■ Task instructions ■
1. Summarize the hedge fund article in two sentences.
2. Copy the portion of the hedge fund article starting with "Hedge funds, typically" and going on through "to the investors.".
3. Answer these questions from the hedge fund article:
(a) What minimum investment does Vanguard's S&P 500 Index Fund require?
(b) On the same $1 million, how much would Vanguard have charged?
(c) With which hedge fund did Warren Buffett make his bet?

■ Reading passage ■
Hedge funds, typically available only to those willing to put up $1 million or more, employ the best and brightest minds on Wall Street. But that expertise doesn’t come cheap. Hedge funds typically charge their investors 2 percent annually on money under management, plus anywhere from 10 to 50 percent of profits, according to Investopedia.

A low-cost, low-minimum mutual fund like Vanguard’s S&P 500 Index Fund, on the other hand, has a minimum of only $3,000, charges 0.17 percent annually and gives all the profits to the investors.

To put that in perspective, if you invested $1 million with the typical hedge fund, and it made 10 percent in a year, you’d pay $20,000 as a management fee and — assuming a 20 percent commission on profits — $20,000 more as a percent of the profits, for a total of $40,000. For the same million, Vanguard would only have charged $1,700.

Obviously, no 1-percenter in their right mind would pay the price of a luxury car unless justified by performance.

Or would they?

Buffett: Put up or shut up

Seven years ago, investing legend Warren Buffett made a bet with a hedge fund called Protégé Partners. The bet was for $1 million, and the rules were simple: If Protégé could beat the Vanguard 500 Index Fund over 10 years, Buffett would contribute $1 million to a charity of their choice. If not, they’d contribute a like amount to the charity of Buffett’s choice.

This should have been a cakewalk for Protégé. The Vanguard fund is completely unmanaged. It’s simply a basket of stocks designed to track the returns of the stocks of 500 large American companies. Hedge funds, on the other hand, are not only staffed by Wall Street’s best and brightest, they’re much more flexible. They can invest in anything, from complex derivatives to single-family homes. They can bet against the market and profit when stocks fall. They can use futures and options.In short, Buffett’s bet is like backing a 5-year-old against a professional boxer.

■ Collected material ■
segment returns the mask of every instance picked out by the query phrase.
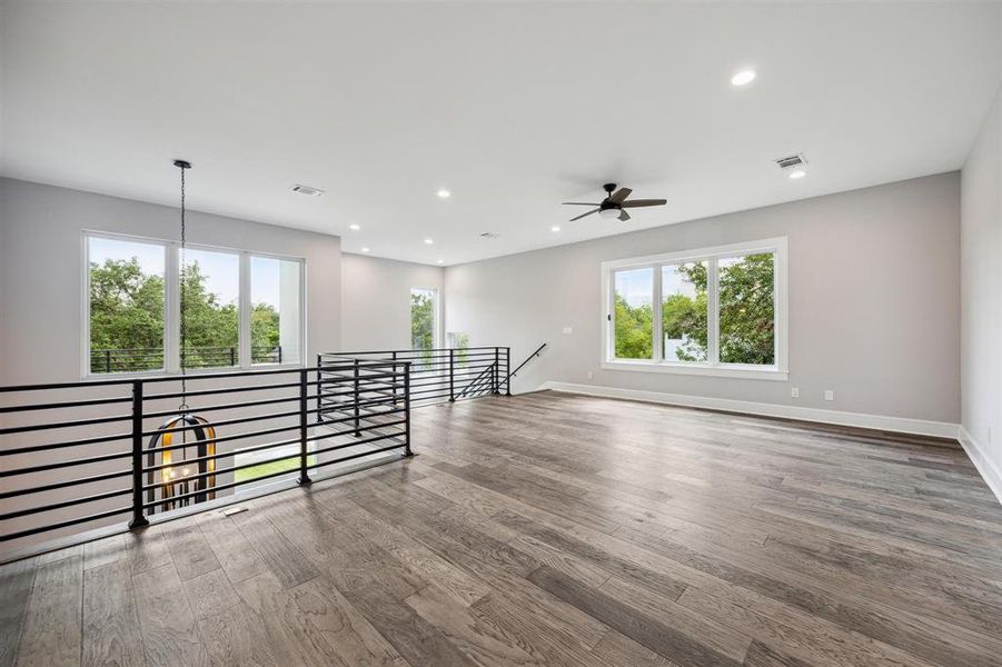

■ Worked solutions ■
1. Hedge funds, usually open only to those investing $1 million or more, typically charge 2 percent a year plus 10 to 50 percent of profits, while Vanguard's S&P 500 Index Fund requires only $3,000, charges 0.17 percent and gives all profits to investors. Seven years ago, Warren Buffett bet $1 million that the hedge fund Protégé Partners could not beat the Vanguard 500 Index Fund over 10 years, a contest that should have been easy for Protégé given hedge funds' expert staff and flexibility.

2.
Hedge funds, typically available only to those willing to put up $1 million or more, employ the best and brightest minds on Wall Street. But that expertise doesn’t come cheap. Hedge funds typically charge their investors 2 percent annually on money under management, plus anywhere from 10 to 50 percent of profits, according to Investopedia.

A low-cost, low-minimum mutual fund like Vanguard’s S&P 500 Index Fund, on the other hand, has a minimum of only $3,000, charges 0.17 percent annually and gives all the profits to the investors.

3.
(a) $3,000
(b) $1,700
(c) Protégé Partners